* **Input data**:
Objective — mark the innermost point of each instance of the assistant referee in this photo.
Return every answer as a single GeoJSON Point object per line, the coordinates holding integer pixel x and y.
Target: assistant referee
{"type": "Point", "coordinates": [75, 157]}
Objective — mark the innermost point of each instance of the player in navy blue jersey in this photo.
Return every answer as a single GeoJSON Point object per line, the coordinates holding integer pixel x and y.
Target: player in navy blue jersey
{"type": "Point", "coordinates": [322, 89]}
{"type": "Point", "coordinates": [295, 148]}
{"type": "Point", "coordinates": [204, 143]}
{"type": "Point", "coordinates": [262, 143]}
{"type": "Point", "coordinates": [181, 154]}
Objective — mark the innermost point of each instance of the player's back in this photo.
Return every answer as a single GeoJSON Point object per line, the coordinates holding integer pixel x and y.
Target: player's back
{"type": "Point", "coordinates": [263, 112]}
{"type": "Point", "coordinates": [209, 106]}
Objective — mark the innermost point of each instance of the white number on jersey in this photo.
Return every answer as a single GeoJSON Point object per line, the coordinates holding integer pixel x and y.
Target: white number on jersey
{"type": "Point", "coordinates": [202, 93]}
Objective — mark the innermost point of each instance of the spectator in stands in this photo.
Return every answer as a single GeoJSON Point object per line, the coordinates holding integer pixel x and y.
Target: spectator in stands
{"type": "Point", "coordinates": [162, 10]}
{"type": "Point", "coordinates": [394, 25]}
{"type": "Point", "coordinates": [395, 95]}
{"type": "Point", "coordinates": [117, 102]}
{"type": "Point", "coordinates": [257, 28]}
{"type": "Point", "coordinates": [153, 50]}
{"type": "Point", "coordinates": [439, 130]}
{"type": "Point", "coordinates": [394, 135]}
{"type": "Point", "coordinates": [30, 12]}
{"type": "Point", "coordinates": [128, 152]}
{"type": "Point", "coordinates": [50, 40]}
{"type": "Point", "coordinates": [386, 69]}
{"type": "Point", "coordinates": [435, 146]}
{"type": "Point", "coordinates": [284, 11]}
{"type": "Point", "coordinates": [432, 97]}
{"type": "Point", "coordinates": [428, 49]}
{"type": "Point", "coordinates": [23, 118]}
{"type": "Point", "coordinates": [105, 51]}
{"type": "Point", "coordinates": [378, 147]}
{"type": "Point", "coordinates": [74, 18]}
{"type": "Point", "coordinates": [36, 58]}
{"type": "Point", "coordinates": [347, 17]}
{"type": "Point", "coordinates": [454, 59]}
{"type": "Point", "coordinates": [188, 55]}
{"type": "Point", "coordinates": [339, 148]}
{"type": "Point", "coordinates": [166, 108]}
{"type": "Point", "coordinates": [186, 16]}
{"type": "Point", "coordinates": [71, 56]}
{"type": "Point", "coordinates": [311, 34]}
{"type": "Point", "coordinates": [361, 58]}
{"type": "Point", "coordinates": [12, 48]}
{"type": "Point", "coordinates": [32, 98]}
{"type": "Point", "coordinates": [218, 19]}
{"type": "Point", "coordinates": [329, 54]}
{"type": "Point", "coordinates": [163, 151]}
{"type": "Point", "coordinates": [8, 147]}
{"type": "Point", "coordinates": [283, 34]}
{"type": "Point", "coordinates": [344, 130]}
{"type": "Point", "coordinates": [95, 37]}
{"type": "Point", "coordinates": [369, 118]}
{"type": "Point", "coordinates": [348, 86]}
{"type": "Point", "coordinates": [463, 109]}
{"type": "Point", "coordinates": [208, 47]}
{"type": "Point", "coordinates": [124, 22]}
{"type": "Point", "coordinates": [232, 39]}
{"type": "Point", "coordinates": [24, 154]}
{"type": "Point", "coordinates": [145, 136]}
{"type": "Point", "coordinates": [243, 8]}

* **Assignment**:
Give back the whole listing exactly.

* **Answer below**:
Objective — mark the innermost point of each instance of the assistant referee in this photo.
Return every answer as a single GeoJSON Point object per line, the coordinates holding integer pixel x and y.
Target: assistant referee
{"type": "Point", "coordinates": [75, 157]}
Objective — mark the innermost point of each instance of the player in navy blue jersey in this photo.
Return every answer as a single GeoJSON Point object per line, the coordinates holding integer pixel x and y.
Target: player in navy blue jersey
{"type": "Point", "coordinates": [322, 89]}
{"type": "Point", "coordinates": [295, 148]}
{"type": "Point", "coordinates": [204, 143]}
{"type": "Point", "coordinates": [262, 143]}
{"type": "Point", "coordinates": [181, 154]}
Objective — mark the innermost point of each instance of the player's back in this photo.
Return every answer as a single GeoJSON Point object per line, the coordinates holding integer pixel x and y.
Target: player's back
{"type": "Point", "coordinates": [263, 112]}
{"type": "Point", "coordinates": [209, 106]}
Objective — mark the innermost point of each instance of the white number on jersey in this photo.
Return every answer as a single GeoJSON Point object per line, the coordinates holding integer pixel x and y.
Target: white number on jersey
{"type": "Point", "coordinates": [202, 93]}
Objective — mark the innermost point of each instance of the spectator in stands in this photo.
Return every answer as a single GeoJSON Point object per line, the coordinates holding integer pixel x and y.
Target: spectator in stands
{"type": "Point", "coordinates": [162, 10]}
{"type": "Point", "coordinates": [394, 25]}
{"type": "Point", "coordinates": [395, 95]}
{"type": "Point", "coordinates": [117, 102]}
{"type": "Point", "coordinates": [257, 28]}
{"type": "Point", "coordinates": [153, 50]}
{"type": "Point", "coordinates": [439, 130]}
{"type": "Point", "coordinates": [394, 135]}
{"type": "Point", "coordinates": [30, 12]}
{"type": "Point", "coordinates": [128, 152]}
{"type": "Point", "coordinates": [50, 40]}
{"type": "Point", "coordinates": [386, 69]}
{"type": "Point", "coordinates": [435, 146]}
{"type": "Point", "coordinates": [284, 11]}
{"type": "Point", "coordinates": [432, 97]}
{"type": "Point", "coordinates": [428, 49]}
{"type": "Point", "coordinates": [23, 118]}
{"type": "Point", "coordinates": [105, 51]}
{"type": "Point", "coordinates": [378, 147]}
{"type": "Point", "coordinates": [74, 18]}
{"type": "Point", "coordinates": [36, 58]}
{"type": "Point", "coordinates": [347, 17]}
{"type": "Point", "coordinates": [454, 59]}
{"type": "Point", "coordinates": [188, 55]}
{"type": "Point", "coordinates": [339, 148]}
{"type": "Point", "coordinates": [166, 108]}
{"type": "Point", "coordinates": [186, 16]}
{"type": "Point", "coordinates": [71, 56]}
{"type": "Point", "coordinates": [311, 34]}
{"type": "Point", "coordinates": [361, 58]}
{"type": "Point", "coordinates": [12, 48]}
{"type": "Point", "coordinates": [32, 98]}
{"type": "Point", "coordinates": [218, 19]}
{"type": "Point", "coordinates": [329, 54]}
{"type": "Point", "coordinates": [163, 151]}
{"type": "Point", "coordinates": [8, 147]}
{"type": "Point", "coordinates": [283, 34]}
{"type": "Point", "coordinates": [344, 130]}
{"type": "Point", "coordinates": [95, 37]}
{"type": "Point", "coordinates": [369, 118]}
{"type": "Point", "coordinates": [348, 86]}
{"type": "Point", "coordinates": [463, 109]}
{"type": "Point", "coordinates": [208, 47]}
{"type": "Point", "coordinates": [124, 22]}
{"type": "Point", "coordinates": [232, 39]}
{"type": "Point", "coordinates": [24, 154]}
{"type": "Point", "coordinates": [145, 136]}
{"type": "Point", "coordinates": [243, 8]}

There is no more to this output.